[Labeled area outline entries]

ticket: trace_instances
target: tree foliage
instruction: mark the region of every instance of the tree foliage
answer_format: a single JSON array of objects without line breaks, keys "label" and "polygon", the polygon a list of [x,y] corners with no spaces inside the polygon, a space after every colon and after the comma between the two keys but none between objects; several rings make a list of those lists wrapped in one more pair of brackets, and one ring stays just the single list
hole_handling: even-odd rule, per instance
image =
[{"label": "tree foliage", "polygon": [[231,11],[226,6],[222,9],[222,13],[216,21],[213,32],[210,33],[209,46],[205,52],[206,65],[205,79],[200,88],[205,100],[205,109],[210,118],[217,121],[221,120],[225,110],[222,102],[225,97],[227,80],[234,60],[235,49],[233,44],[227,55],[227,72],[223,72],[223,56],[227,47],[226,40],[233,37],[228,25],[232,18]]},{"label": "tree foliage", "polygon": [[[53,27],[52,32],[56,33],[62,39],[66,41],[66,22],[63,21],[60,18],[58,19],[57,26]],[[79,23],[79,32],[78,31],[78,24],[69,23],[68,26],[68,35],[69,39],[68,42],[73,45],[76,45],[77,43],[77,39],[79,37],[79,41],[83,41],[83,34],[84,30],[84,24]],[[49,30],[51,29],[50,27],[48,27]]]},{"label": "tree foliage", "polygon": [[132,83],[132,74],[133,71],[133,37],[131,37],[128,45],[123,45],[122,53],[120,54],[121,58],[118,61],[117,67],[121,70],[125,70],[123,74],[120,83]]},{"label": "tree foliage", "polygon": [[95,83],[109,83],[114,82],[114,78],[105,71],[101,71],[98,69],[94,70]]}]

Task prompt —
Return all of the data precisely as it appears.

Result of this exercise —
ticket: trace_instances
target: tree foliage
instruction: mark the region of every instance of the tree foliage
answer_format: a single JSON array of objects without line breaks, keys "label" and "polygon", the polygon a list of [x,y] corners with no spaces inside the polygon, a space after every colon and after the comma between the two keys but none between objects; several rings make a list of those lists wrapped in one more pair of brackets, and one ring stays just the single list
hole_handling: even-odd rule, per instance
image =
[{"label": "tree foliage", "polygon": [[231,11],[226,6],[222,9],[222,13],[216,21],[213,32],[210,33],[209,46],[205,52],[206,65],[205,79],[200,88],[205,100],[205,109],[210,118],[217,121],[221,120],[225,110],[222,102],[225,97],[227,80],[234,60],[235,49],[233,44],[227,55],[227,72],[223,72],[223,56],[227,47],[226,40],[233,37],[228,25],[232,18]]},{"label": "tree foliage", "polygon": [[[53,27],[52,32],[56,33],[62,39],[66,41],[66,22],[63,21],[60,18],[58,19],[57,26]],[[79,23],[79,32],[78,31],[78,24],[69,23],[68,26],[68,35],[69,39],[68,42],[73,45],[76,45],[77,43],[77,39],[79,37],[79,41],[83,41],[83,34],[84,30],[84,24]],[[49,30],[51,29],[50,27],[48,27]]]},{"label": "tree foliage", "polygon": [[132,83],[132,74],[133,71],[133,37],[131,37],[128,45],[123,45],[122,53],[120,54],[121,58],[118,61],[117,67],[121,70],[125,70],[123,74],[120,83]]},{"label": "tree foliage", "polygon": [[95,83],[109,83],[114,82],[114,78],[105,71],[101,71],[98,69],[94,70]]}]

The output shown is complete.